Hans Bethe

Hans Albrecht Bethe was a German-American nuclear physicist, and Nobel Prize winner in category of Physics.

Early life

Hans Bethe was born on July 2, 1906, in Strasbourg, Germany. Hans’ father was a physician, and his mother was an accomplished musician. Hans was very talented child. He had above average mathematical understanding as a child. He could compute square roots at the age of four, completely understood fractions by the age of five. By the age of fourteen he had taught himself calculus. He also learned to write very early and. The interesting fact is that he wrote from left to right on one line, and then from right to left on the following line. He later found out that this was a style of writing usual for some parts of the ancient Greece.

Education

After completing his high school education in 1924, Hans Bethe studied physics at the University of Frankfurt, and later on went to earn his doctorate from the University of Munich.

Achievements

Bethe, whose mother was Jewish, fled Germany in 1933 and settled in the United States, where he became a professor of physics at Cornell University in 1935. He bacame a U.S. citizen in 1941. Hans Bethe was a part of the Manhattan Project, where he was a director of the theoretical physics division. His job was to calculate the efficiency of a nuclear weapon and what effects it would produce. Bethe made significant contributions to the design and feasibility of the plutonium and uranium atomic bombs.

At the end of the World War II, Bethe worked on the development of the hydrogen bomb. Although Bethe hoped that it would be impossible to create the hydrogen bomb, he did see the project through to its end.

Hans Bethe received the Nobel Prize in Physics in 1967 for his contributions to the theory of nuclear reactions, especially his discoveries concerning the energy production in stars.

Later life

Bethe became politically active later in his life. He mostly campaigned for the peaceful use of nuclear energy. He died of congestive heart failure on March 6, 2005 in Ithaca, New York. He was 98 years old.

Hans Bethe quotes

“If we fight a war and win it with H-bombs, what history will remember is not the ideals we were fighting for but the methods we used to accomplish them. These methods will be compared to the warfare of Genghis Khan who ruthlessly killed every last inhabitant of Persia.”

“Finally I got to carbon, and as you all know, in the case of carbon the reaction works out beautifully. One goes through six reactions, and at the end one comes back to carbon. In the process one has made four hydrogen atoms into one of helium. The theory, of course, was not made on the railway train from Washington to Ithaca… It didn’t take very long, it took about six weeks, but not even the Trans-Siberian railroad has taken that long for its journey.”
----------------------------------------
PROBLEM DESCRIPTION => Write out the passage of the Hans Bethe biography that begins at the words "Achievements" and stops after "uranium atomic bombs.", putting "theory division" in place of "theoretical physics division".
----------------------------------------
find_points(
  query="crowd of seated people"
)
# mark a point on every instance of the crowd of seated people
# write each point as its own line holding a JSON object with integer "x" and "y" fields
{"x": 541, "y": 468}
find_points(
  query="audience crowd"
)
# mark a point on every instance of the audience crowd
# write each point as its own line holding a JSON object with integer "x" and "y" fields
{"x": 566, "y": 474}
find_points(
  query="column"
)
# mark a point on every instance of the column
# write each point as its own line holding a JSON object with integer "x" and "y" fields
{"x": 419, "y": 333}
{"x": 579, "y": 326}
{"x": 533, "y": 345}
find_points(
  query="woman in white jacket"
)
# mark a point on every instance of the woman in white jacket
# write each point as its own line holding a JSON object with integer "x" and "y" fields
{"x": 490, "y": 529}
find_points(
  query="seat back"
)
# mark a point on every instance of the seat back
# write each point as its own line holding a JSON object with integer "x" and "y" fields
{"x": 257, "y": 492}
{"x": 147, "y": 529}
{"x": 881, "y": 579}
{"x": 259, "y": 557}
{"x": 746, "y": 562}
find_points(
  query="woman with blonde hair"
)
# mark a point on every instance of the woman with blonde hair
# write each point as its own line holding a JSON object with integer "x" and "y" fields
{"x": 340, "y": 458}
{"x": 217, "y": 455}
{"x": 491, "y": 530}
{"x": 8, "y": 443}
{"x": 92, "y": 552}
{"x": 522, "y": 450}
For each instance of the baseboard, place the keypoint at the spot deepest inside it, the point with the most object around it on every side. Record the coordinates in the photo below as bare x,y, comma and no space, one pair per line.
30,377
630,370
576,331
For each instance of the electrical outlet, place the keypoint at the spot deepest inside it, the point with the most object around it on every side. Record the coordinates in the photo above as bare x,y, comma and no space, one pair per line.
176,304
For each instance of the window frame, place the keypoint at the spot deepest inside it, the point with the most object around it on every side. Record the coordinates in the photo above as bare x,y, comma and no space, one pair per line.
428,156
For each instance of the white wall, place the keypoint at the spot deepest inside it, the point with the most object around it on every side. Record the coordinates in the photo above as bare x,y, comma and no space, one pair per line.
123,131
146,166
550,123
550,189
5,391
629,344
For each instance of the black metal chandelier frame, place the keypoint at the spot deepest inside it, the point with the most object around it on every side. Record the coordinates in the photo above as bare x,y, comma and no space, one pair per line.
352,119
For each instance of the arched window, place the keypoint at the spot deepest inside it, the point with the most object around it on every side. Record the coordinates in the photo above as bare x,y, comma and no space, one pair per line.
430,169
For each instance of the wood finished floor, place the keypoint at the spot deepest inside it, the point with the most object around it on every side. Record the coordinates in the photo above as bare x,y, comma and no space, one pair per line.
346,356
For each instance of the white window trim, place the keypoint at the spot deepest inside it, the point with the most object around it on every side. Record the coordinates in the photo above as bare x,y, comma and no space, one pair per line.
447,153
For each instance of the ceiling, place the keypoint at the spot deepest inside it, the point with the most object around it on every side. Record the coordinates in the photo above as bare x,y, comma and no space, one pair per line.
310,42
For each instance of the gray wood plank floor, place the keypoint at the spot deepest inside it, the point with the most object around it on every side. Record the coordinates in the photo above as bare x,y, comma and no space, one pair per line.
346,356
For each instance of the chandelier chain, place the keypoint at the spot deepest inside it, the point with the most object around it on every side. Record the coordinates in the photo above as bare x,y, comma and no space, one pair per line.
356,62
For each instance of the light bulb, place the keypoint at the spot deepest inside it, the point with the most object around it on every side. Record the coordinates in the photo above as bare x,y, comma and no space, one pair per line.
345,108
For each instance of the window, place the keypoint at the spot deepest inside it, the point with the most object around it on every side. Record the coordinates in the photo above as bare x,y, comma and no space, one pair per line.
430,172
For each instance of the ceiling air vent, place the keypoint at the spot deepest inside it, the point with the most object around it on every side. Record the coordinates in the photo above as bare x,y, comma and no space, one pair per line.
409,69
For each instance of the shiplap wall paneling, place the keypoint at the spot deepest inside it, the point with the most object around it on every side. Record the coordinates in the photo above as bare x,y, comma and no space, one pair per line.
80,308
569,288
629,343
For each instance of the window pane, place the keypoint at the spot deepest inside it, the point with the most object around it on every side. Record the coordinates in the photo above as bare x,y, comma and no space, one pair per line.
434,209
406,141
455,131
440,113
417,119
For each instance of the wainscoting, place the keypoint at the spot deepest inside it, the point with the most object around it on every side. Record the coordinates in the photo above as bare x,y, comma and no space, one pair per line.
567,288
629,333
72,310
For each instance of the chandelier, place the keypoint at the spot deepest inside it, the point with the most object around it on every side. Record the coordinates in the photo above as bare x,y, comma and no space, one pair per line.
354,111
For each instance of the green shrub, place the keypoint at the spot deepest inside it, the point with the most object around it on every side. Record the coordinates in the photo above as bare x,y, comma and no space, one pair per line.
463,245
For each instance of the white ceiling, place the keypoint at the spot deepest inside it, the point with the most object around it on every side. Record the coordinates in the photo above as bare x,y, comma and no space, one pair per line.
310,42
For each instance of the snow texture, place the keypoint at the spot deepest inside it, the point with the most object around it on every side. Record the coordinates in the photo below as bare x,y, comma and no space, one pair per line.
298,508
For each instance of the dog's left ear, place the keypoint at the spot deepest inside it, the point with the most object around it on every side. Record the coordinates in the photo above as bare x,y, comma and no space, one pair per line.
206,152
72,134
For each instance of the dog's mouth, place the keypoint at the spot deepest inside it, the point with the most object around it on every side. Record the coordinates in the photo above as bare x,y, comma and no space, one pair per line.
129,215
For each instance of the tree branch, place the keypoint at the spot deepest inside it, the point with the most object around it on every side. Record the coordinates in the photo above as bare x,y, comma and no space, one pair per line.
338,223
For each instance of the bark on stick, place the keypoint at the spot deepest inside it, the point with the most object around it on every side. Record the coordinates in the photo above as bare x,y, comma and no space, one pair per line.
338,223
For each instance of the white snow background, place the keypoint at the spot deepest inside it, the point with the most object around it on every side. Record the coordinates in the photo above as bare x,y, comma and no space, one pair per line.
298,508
----------------------------------------
EXPECTED ANSWER =>
Achievements

Bethe, whose mother was Jewish, fled Germany in 1933 and settled in the United States, where he became a professor of physics at Cornell University in 1935. He bacame a U.S. citizen in 1941. Hans Bethe was a part of the Manhattan Project, where he was a director of the theory division. His job was to calculate the efficiency of a nuclear weapon and what effects it would produce. Bethe made significant contributions to the design and feasibility of the plutonium and uranium atomic bombs.